%%

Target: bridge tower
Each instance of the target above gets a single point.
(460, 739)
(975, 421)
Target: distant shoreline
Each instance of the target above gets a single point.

%%

**Requirements:**
Reproduce the lines above verbatim, without altering anything.

**Written response:**
Target: bridge tower
Each instance of the target above gets a single point.
(460, 739)
(975, 421)
Target: distant shoreline
Each instance of the target above gets a single point.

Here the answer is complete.